Task ▸ Pick every line from the data that holds the word "explanatory".

Records shown ▸
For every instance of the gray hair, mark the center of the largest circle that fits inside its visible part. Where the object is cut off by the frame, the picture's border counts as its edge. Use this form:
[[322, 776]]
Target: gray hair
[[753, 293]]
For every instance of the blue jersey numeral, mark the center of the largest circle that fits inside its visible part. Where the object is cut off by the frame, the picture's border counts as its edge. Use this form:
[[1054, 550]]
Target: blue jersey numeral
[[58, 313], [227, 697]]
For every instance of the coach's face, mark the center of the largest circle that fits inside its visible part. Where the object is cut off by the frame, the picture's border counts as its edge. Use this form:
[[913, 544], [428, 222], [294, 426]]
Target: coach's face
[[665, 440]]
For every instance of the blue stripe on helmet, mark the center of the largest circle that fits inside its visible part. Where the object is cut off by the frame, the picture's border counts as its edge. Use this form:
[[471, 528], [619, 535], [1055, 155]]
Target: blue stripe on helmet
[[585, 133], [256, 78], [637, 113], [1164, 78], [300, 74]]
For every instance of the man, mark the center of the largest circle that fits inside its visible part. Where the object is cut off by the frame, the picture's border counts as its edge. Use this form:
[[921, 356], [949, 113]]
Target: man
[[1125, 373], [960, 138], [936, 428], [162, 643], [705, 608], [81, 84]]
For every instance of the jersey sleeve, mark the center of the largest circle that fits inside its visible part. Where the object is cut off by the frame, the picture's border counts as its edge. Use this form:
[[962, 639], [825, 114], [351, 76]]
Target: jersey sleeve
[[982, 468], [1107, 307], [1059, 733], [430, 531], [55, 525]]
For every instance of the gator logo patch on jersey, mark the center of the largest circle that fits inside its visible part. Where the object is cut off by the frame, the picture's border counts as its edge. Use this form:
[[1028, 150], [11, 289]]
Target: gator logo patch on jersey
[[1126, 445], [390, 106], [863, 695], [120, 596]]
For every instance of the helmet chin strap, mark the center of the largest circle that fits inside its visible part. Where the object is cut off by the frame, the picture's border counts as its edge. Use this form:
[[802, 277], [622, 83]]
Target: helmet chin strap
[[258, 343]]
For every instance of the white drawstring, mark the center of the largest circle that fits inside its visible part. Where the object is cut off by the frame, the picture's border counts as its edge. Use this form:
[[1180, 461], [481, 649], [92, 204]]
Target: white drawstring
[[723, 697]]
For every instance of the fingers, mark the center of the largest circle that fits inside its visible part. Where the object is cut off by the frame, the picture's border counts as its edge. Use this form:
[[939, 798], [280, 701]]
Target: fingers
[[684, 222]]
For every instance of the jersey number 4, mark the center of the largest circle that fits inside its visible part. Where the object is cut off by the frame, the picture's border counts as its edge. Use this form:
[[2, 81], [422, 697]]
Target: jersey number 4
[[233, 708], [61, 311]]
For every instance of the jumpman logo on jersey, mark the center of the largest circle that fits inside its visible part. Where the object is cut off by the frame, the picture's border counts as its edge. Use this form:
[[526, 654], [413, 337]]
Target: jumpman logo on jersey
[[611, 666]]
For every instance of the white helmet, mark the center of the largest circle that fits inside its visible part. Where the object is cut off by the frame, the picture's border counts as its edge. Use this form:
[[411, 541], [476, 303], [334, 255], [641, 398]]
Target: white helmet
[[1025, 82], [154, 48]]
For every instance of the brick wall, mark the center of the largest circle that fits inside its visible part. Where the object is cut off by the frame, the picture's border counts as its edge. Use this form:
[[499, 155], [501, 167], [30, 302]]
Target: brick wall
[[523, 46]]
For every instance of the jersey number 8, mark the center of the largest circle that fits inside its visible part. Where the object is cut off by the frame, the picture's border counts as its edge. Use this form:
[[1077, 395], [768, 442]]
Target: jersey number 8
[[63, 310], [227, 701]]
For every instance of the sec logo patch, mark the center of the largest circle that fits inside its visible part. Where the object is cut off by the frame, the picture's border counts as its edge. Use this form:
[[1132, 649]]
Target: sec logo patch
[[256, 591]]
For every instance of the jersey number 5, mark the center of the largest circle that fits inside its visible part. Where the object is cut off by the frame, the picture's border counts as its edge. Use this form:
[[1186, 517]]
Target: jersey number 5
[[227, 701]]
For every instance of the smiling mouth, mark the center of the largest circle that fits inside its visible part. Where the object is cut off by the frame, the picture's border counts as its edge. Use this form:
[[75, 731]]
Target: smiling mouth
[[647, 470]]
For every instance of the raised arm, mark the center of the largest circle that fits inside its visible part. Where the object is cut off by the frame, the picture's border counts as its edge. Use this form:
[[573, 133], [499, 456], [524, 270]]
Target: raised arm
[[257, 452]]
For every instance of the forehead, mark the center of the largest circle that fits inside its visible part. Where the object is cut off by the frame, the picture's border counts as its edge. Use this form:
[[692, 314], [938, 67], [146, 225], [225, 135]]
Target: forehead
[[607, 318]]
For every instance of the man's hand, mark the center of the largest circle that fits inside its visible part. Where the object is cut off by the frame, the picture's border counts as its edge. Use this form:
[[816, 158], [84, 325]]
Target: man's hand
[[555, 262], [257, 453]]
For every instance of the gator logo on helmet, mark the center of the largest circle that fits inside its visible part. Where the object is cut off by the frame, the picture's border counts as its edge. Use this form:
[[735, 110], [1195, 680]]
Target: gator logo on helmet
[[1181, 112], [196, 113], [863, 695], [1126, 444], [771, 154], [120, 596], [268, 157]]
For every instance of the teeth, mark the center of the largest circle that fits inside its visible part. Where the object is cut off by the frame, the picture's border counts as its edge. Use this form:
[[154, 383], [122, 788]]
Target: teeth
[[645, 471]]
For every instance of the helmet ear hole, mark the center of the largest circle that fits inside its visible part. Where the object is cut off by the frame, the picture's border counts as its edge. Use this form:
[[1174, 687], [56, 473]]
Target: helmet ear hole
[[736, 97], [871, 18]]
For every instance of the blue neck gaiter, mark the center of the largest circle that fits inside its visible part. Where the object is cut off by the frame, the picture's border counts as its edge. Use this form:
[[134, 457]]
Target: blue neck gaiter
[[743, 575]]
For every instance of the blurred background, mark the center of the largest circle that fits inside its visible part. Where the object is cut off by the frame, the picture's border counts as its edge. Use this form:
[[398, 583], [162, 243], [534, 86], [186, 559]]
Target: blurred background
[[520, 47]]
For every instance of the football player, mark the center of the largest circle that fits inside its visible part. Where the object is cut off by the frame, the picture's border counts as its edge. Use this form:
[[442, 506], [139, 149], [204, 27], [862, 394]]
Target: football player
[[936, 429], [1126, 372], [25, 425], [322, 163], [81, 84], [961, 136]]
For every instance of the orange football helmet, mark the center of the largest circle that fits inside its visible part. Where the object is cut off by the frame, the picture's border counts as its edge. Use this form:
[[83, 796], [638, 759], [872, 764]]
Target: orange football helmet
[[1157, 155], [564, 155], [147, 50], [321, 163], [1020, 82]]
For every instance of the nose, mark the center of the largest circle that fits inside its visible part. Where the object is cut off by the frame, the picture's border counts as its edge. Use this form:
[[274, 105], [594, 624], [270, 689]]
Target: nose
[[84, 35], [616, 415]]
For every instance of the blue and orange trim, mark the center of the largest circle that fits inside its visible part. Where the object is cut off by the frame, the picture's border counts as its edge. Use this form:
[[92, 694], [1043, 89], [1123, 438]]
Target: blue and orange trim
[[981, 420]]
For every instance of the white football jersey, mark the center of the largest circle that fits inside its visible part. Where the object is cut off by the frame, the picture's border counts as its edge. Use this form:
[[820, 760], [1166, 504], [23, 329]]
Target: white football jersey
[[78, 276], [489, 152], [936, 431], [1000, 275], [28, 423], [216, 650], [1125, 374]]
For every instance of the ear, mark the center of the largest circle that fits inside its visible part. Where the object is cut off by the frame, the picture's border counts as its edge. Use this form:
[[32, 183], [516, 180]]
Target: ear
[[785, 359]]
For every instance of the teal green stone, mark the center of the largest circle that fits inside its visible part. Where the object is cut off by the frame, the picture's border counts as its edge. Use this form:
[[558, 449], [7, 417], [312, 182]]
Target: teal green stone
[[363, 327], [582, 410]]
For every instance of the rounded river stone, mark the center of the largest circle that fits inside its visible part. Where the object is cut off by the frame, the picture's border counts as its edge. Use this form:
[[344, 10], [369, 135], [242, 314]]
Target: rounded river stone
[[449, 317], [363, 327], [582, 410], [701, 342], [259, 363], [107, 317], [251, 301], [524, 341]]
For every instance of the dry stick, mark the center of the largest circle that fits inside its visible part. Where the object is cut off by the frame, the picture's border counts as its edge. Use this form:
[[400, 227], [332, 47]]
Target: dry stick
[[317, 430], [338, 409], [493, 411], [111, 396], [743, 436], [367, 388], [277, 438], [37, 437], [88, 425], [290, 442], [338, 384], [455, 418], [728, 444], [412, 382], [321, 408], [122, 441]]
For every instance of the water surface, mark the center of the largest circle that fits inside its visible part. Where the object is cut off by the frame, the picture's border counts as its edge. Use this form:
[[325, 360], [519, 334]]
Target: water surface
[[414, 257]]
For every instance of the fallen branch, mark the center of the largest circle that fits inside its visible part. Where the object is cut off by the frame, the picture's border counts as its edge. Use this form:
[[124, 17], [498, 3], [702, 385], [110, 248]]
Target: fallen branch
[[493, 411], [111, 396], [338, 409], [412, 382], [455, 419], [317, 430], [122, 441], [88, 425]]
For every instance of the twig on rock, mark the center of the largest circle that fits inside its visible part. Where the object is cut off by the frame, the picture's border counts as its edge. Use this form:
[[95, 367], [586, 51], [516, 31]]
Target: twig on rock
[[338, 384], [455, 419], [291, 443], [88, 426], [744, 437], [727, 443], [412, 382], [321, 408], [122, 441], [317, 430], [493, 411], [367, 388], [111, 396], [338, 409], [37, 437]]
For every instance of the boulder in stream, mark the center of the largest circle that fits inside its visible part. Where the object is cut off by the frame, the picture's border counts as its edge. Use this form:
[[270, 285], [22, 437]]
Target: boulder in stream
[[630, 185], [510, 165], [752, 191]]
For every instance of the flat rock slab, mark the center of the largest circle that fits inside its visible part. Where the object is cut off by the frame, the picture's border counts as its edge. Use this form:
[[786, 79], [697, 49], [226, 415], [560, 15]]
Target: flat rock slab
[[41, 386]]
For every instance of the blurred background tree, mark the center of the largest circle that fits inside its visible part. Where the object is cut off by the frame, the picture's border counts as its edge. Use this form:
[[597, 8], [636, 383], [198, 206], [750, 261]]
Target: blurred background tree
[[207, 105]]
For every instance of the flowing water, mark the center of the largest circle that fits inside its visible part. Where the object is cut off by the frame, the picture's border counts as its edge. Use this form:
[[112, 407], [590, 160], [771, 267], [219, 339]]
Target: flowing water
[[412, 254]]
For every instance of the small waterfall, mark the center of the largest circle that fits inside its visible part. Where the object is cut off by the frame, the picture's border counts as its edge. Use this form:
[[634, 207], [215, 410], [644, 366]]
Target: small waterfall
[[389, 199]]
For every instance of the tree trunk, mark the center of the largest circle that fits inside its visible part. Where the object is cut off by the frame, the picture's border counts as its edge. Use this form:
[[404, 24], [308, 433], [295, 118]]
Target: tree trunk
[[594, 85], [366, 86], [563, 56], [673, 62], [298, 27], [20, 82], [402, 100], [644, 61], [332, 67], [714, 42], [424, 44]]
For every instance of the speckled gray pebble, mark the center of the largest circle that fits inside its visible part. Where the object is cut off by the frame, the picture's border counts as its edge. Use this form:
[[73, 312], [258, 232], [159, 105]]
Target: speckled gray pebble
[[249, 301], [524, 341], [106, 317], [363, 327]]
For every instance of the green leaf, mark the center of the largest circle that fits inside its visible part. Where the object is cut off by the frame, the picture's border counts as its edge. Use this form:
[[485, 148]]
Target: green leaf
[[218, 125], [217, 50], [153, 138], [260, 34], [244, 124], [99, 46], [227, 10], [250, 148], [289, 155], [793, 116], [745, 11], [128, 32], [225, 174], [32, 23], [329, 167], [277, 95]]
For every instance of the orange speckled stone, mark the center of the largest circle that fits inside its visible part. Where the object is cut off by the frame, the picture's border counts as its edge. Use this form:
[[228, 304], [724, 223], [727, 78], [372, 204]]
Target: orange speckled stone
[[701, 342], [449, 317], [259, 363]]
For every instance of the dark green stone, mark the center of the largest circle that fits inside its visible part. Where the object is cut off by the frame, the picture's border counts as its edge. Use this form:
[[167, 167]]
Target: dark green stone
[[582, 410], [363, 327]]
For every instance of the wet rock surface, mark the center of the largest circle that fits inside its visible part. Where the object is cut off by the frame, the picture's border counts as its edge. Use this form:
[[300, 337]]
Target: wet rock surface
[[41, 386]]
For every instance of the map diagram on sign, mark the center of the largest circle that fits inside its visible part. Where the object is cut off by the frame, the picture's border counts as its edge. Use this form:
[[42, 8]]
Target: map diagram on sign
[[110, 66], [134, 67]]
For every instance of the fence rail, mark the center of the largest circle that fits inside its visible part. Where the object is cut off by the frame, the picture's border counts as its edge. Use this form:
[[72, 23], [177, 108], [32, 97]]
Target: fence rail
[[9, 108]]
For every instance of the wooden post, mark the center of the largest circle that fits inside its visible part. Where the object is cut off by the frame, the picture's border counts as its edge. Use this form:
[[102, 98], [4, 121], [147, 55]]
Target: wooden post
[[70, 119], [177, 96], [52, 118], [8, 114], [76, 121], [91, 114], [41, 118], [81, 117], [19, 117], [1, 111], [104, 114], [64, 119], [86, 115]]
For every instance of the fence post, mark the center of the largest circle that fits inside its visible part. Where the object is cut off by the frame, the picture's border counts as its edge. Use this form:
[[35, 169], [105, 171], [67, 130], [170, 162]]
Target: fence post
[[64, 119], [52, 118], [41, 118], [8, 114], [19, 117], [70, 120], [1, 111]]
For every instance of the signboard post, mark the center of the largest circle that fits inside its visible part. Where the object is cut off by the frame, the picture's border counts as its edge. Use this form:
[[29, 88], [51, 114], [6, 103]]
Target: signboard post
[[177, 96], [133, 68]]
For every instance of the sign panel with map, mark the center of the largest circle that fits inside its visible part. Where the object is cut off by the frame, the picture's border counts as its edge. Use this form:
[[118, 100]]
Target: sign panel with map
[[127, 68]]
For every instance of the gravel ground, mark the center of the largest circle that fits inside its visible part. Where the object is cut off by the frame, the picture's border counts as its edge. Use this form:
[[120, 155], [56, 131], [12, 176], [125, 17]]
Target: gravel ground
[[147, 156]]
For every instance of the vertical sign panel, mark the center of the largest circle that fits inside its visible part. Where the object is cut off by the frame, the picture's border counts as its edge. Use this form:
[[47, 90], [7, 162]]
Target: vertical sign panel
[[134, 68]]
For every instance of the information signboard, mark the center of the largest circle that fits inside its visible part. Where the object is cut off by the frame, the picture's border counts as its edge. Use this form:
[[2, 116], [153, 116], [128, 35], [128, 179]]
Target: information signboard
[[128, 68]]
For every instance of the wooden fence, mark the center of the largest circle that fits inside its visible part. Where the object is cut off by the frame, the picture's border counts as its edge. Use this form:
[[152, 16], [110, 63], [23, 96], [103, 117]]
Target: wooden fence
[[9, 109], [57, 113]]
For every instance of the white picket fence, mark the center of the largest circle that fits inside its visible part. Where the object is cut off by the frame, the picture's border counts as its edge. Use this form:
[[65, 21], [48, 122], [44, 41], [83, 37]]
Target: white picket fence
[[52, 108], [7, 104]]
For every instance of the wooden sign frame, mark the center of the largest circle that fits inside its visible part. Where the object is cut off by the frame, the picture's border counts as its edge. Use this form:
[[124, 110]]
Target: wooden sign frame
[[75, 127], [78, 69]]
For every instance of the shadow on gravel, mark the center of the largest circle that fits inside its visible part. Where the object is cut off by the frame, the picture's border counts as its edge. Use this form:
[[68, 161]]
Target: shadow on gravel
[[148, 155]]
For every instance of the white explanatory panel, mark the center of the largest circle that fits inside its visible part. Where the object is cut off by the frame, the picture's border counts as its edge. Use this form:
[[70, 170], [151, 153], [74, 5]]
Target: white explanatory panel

Task answer ▸
For every instance of the white explanatory panel, mark the center of the largest circle that fits inside its visible part. Where the object is cut off by the frame, the picture's border counts as its edge. Use this form:
Target: white explanatory panel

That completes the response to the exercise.